▶ Listed entries
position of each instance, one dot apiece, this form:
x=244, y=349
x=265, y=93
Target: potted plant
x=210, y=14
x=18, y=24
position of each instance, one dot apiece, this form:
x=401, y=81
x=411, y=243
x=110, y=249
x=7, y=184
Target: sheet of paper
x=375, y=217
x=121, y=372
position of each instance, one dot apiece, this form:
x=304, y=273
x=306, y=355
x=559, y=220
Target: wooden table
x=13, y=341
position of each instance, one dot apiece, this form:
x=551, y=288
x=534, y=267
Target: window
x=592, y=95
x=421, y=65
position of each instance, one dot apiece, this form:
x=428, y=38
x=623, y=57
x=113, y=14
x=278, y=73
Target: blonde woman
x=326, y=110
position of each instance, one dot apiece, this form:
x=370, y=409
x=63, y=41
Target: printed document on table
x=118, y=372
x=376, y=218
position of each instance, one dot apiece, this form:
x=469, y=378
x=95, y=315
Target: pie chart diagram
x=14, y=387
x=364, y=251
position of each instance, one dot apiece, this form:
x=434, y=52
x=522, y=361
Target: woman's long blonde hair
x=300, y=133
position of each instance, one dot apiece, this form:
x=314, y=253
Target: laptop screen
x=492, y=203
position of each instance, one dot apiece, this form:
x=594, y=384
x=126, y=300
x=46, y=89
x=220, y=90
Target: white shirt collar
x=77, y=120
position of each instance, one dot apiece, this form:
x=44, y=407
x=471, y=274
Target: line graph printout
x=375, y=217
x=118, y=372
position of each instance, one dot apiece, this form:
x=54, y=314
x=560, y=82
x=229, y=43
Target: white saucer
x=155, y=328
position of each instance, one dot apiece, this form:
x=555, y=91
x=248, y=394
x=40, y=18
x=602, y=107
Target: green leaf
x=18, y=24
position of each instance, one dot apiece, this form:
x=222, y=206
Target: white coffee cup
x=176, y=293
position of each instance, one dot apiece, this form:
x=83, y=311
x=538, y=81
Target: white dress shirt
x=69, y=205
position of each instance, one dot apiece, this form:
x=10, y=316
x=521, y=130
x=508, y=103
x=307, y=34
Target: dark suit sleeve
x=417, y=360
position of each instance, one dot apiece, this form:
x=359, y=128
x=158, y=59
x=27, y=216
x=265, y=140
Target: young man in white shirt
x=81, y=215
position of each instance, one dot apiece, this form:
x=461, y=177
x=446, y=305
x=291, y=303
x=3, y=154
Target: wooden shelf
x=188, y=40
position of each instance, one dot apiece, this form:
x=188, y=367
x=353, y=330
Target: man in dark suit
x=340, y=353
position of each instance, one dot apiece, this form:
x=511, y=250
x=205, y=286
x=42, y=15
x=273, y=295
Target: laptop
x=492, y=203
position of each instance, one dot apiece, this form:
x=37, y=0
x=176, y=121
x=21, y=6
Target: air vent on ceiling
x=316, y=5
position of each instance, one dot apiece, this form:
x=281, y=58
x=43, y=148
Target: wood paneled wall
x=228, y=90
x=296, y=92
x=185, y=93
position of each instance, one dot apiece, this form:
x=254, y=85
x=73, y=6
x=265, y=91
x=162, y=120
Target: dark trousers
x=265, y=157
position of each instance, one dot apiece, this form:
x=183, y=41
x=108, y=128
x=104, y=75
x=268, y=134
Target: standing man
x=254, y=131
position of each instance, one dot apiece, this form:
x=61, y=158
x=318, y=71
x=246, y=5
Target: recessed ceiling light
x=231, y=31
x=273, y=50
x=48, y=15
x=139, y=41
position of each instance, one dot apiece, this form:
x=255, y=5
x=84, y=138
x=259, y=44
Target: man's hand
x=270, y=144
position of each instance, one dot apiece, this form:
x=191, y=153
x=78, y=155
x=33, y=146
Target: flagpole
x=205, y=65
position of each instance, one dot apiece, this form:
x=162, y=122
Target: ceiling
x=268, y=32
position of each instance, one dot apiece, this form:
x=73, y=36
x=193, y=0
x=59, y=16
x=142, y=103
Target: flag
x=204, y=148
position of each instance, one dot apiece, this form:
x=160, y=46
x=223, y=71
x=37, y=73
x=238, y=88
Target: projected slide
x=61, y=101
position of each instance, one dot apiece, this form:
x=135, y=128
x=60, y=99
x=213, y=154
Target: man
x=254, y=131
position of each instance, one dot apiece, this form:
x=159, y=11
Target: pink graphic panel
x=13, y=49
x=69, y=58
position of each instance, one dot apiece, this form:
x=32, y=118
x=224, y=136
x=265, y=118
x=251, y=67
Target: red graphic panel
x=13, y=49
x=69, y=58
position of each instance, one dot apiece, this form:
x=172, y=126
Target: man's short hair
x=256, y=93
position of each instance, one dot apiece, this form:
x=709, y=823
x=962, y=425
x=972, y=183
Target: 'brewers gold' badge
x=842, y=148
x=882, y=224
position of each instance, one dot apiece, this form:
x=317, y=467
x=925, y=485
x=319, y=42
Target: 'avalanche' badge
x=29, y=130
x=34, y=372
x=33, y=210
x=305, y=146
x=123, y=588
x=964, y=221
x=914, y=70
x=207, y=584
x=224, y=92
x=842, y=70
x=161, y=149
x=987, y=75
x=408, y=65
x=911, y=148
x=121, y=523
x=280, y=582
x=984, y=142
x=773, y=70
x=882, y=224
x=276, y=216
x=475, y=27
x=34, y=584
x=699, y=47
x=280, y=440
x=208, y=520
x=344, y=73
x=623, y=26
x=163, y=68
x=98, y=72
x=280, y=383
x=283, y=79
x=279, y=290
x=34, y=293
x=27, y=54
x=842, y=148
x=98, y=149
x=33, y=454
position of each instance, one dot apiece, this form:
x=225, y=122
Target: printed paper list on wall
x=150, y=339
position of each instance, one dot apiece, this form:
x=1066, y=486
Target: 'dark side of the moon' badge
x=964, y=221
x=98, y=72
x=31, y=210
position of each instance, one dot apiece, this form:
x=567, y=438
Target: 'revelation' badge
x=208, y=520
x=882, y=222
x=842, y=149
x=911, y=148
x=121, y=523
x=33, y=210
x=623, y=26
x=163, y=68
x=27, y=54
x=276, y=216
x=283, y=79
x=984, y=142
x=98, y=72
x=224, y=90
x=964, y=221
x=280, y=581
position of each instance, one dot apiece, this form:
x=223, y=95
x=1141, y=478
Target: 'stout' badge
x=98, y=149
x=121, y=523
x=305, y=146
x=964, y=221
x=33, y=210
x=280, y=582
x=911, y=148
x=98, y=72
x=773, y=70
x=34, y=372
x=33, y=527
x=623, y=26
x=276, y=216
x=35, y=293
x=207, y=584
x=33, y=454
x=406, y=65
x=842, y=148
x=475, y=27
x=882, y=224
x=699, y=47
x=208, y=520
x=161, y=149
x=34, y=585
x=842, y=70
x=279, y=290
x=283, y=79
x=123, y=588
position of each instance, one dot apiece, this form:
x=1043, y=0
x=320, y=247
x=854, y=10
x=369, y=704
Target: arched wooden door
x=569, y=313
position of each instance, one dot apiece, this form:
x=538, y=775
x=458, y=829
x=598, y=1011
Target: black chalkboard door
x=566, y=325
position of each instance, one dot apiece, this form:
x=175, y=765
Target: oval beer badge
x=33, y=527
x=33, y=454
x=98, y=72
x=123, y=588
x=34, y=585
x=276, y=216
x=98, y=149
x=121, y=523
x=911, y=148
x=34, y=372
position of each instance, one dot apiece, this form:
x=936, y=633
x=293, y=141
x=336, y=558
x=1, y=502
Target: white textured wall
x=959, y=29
---
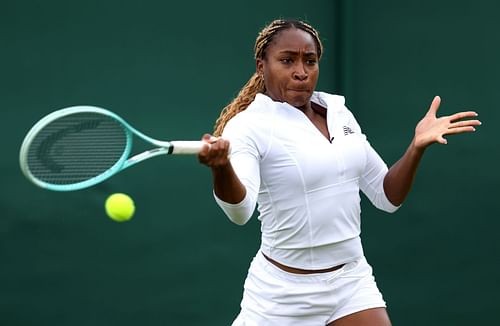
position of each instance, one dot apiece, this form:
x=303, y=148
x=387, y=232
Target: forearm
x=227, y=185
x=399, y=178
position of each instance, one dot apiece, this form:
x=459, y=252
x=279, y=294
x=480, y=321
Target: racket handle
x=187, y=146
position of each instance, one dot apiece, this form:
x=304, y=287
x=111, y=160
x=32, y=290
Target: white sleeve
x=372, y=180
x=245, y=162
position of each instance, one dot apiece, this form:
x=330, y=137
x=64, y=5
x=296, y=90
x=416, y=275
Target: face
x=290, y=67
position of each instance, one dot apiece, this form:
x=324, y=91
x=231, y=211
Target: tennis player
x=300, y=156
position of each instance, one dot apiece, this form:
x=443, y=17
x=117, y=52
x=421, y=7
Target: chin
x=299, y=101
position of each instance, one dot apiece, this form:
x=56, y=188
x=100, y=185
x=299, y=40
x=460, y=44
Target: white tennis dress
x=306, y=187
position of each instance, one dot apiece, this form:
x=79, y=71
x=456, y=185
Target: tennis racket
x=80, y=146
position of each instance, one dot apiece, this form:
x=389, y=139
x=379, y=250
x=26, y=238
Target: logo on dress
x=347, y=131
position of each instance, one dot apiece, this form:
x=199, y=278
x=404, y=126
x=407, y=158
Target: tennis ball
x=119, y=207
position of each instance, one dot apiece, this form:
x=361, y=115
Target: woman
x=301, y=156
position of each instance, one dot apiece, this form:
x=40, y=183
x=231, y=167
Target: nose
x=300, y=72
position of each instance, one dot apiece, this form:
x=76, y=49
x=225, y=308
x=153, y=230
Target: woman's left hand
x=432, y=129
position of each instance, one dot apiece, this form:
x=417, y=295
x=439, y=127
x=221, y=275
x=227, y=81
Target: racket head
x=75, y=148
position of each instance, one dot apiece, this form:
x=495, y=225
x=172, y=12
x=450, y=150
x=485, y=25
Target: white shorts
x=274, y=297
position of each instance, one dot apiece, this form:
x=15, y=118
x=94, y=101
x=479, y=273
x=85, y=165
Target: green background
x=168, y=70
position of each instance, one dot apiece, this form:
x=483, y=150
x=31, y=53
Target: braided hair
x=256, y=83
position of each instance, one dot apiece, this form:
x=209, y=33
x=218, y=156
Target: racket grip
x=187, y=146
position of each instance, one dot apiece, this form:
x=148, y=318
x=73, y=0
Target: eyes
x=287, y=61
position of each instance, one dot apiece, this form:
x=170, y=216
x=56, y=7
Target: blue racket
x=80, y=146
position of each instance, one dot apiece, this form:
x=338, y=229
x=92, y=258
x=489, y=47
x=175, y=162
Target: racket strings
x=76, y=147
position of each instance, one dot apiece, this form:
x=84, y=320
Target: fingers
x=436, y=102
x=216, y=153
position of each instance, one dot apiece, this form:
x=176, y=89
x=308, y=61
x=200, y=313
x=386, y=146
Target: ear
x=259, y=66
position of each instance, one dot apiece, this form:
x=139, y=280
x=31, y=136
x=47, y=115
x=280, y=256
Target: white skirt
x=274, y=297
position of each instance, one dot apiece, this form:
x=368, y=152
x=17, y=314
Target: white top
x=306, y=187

▶ Your goal
Extract each line from the entries above that contains the string "dark".

▶ Finished answer
Target: dark suit sleeve
Target: man in dark suit
Target: dark trousers
Target: 'dark side of the moon' badge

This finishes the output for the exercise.